> **TEXT TO READ**
☆ ☆ ☆ ☆

Money and food. Overspending and overeating. It’s a complicated relationship. Researchers have found that people who have a spending problem are more likely to overeat, too. Do you have one or both of these problems? Just one of them is a difficult obstacle already. Having two of these problems at the same time can really derail your life. Today, I’ll share how to avoid overspending and overeating. One of these is easier for me, but the other one has been a struggle. Check out my story and see if it can help you.
Okay, I confess. I never had much issue with overspending. Being frugal is my forte when it comes to money. The number one rule in personal finance is to spend less than you make. I’ve always been able to do that, easily. Even when I was making a great income, I rarely overspent. Once I discovered financial independence, I tightened up even more and now we live a relatively modest lifestyle.
This isn’t the case for most regular people. I just met a new friend at the school bus stop and she isn’t like this at all. The other day, she complained that she always spends money when she’s out and about. She’d go for a walk with the kids and buy coffee, cookies, or whatever strikes her fancy. Like most Americans, her modus operandi is to spend. If they see something they like and they have money, they’ll spend without thinking twice about it. This is okay as long as you have a good income, but it’s hard to save when you spend like this.
Reset your default switch
For me, it’s different. My instinct is always don’t spend. This applies to everything. If I see Starbucks while I’m on a walk, I just ignore them. Now, it’s a habit and I rarely spend impulsively. Even if I need something, I take my time and rarely make the purchase right away.
Here are some strategies I use to avoid spending. They are really helpful.
- Delay spending. My best trick is to delay. Put off spending for a few days so you can think about it. Most of the time, I find that I don’t need this particular item after all. I put stuff in my Amazon cart all the time without completing the purchase. Right now, I have a junior size basketball, cold packs, melatonin tablets, a kid’s bike, a skateboard, an energy saving power switch, a carbon steel pan, a Nakiri knife, and an office chair. All these things would be neat to have, but I don’t need them right away. I may order them at some point, but they can stay in the “Saved for later” cart for now. The Matfer Bourgeat pan would be awesome in the kitchen, though. Maybe I’ll ask Mrs. RB40 to get me that one for Christmas.
- Read the reviews. This is another delaying tactic. When I buy something, I want the best deal possible. That means reading reviews and doing some research. This works best on big ticket items like a car. If you’re not in a hurry, you can spend months researching a vehicle. Lots of time, you’ll find it’s better to stick with the old vehicle instead of buying a new car for no good reason. I use this tactic for cheaper things, too. If you’re not too busy, it’s a good way to avoid spending. However, if you don’t have much free time, I wouldn’t worry about saving a small amount of money.
- Shop for a better deal. Why not shop around? The internet makes this a lot simpler today. Before buying something from Amazon, compare the price on Walmart. Don’t forget to check Craigslist, Facebook, and other sites if it’s an item that can be purchased used.

☆ ☆ ☆ ☆

> **RECORDED INFORMATION**

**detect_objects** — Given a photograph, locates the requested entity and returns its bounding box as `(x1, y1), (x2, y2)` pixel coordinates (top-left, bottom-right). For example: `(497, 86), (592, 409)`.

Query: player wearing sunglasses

☆ ☆ ☆ ☆

> **THE TASKS**
1 > Answer the following questions using the text on overspending and overeating.
(a) What does the writer name as the number one rule in personal finance?
(b) What does the new friend from the school bus stop buy when she goes for a walk with the kids?
(c) Which item does the writer consider asking Mrs. RB40 to get as a Christmas present?
2 > Reproduce the text on overspending and overeating from "- Shop for a" to "be purchased used.", switching "simpler" for "easier".

> **ANSWERS PER TASK**
1 >
(a) To spend less than you make.
(b) Coffee, cookies, or whatever strikes her fancy.
(c) The Matfer Bourgeat pan.

2 >
- Shop for a better deal. Why not shop around? The internet makes this a lot easier today. Before buying something from Amazon, compare the price on Walmart. Don’t forget to check Craigslist, Facebook, and other sites if it’s an item that can be purchased used.